EXERCISE MATERIALS START
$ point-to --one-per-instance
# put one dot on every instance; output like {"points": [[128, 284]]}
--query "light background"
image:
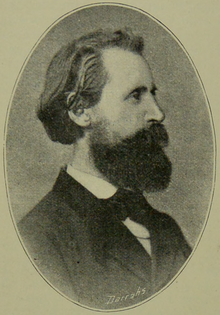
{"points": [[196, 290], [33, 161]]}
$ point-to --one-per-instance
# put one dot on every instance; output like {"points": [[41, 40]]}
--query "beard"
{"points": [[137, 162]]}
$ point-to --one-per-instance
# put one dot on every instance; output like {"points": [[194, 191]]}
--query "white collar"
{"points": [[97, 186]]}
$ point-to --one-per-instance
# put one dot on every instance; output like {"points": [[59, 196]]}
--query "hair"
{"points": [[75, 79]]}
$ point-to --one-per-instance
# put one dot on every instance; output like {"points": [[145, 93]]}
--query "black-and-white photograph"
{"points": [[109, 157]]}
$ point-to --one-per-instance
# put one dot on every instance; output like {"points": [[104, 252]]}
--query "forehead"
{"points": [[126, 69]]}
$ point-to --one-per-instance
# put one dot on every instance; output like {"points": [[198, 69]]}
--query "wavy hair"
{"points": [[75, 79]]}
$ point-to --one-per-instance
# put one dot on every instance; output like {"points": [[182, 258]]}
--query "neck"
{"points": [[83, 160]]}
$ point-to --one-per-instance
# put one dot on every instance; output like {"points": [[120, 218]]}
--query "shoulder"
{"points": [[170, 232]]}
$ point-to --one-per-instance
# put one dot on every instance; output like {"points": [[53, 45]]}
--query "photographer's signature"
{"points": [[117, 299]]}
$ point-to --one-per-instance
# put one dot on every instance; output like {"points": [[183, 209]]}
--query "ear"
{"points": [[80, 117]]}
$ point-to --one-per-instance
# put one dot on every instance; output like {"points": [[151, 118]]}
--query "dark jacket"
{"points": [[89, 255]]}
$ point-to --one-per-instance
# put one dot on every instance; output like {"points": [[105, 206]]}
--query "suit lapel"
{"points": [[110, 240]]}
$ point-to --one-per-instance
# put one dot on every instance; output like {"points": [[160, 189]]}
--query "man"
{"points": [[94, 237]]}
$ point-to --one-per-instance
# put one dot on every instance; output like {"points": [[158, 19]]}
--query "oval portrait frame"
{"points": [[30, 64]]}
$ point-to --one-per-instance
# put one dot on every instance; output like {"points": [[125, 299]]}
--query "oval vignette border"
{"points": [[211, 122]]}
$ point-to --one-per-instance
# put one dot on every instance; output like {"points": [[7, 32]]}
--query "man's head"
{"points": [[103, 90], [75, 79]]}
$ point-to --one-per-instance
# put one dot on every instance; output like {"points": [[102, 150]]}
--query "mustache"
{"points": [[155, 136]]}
EXERCISE MATERIALS END
*ABOUT THIS EXERCISE*
Your output should be the records above, duplicated exactly and picture-free.

*REPLY*
$ point-to --one-per-instance
# put one dot on every instance; output like {"points": [[128, 284]]}
--query "light background"
image:
{"points": [[196, 290], [33, 161]]}
$ point-to --one-per-instance
# put one dot on every instance; output like {"points": [[41, 40]]}
--query "beard"
{"points": [[137, 162]]}
$ point-to --one-per-instance
# put one dot on every instance; output like {"points": [[194, 191]]}
--query "white collar"
{"points": [[97, 186]]}
$ point-to --one-per-instance
# put one dot on every instance; output like {"points": [[59, 196]]}
--query "hair"
{"points": [[75, 79]]}
$ point-to --one-per-instance
# put one dot on every instance; output like {"points": [[145, 93]]}
--query "black-and-white photograph"
{"points": [[109, 157]]}
$ point-to --one-per-instance
# put one dot on every instance; output like {"points": [[104, 252]]}
--query "forehead"
{"points": [[126, 69]]}
$ point-to --one-per-instance
# put one dot on every instance; output like {"points": [[198, 69]]}
--query "wavy hair"
{"points": [[75, 79]]}
$ point-to --one-per-instance
# put one dot on every instance; output like {"points": [[182, 258]]}
--query "neck"
{"points": [[83, 160]]}
$ point-to --one-per-instance
# put one dot on every instance; output like {"points": [[120, 218]]}
--query "shoulder"
{"points": [[170, 232]]}
$ point-to --one-per-instance
# put one dot on every instance; output like {"points": [[53, 45]]}
--query "photographer's signature"
{"points": [[117, 299]]}
$ point-to --one-per-instance
# put one dot on every instance; output like {"points": [[183, 209]]}
--query "ear"
{"points": [[80, 117]]}
$ point-to --one-per-instance
# put one dot on every instance; output like {"points": [[151, 118]]}
--query "dark jacket"
{"points": [[89, 255]]}
$ point-to --one-per-instance
# put one dot on every instance; output like {"points": [[105, 206]]}
--query "suit lapel"
{"points": [[110, 240]]}
$ point-to --one-per-instance
# put one dot on every instance; output like {"points": [[160, 189]]}
--query "man"
{"points": [[94, 237]]}
$ point-to --one-per-instance
# put one dot on every instance; output like {"points": [[158, 19]]}
--query "oval portrait frame"
{"points": [[30, 64]]}
$ point-to --one-per-instance
# put one dot on every instance; output like {"points": [[125, 299]]}
--query "oval vignette border"
{"points": [[211, 122]]}
$ point-to --one-per-instance
# put one dot on every instance; output like {"points": [[7, 32]]}
--query "man's head"
{"points": [[103, 90], [75, 79]]}
$ point-to --one-per-instance
# put one dot on every instance; output like {"points": [[102, 150]]}
--query "mustache"
{"points": [[155, 136]]}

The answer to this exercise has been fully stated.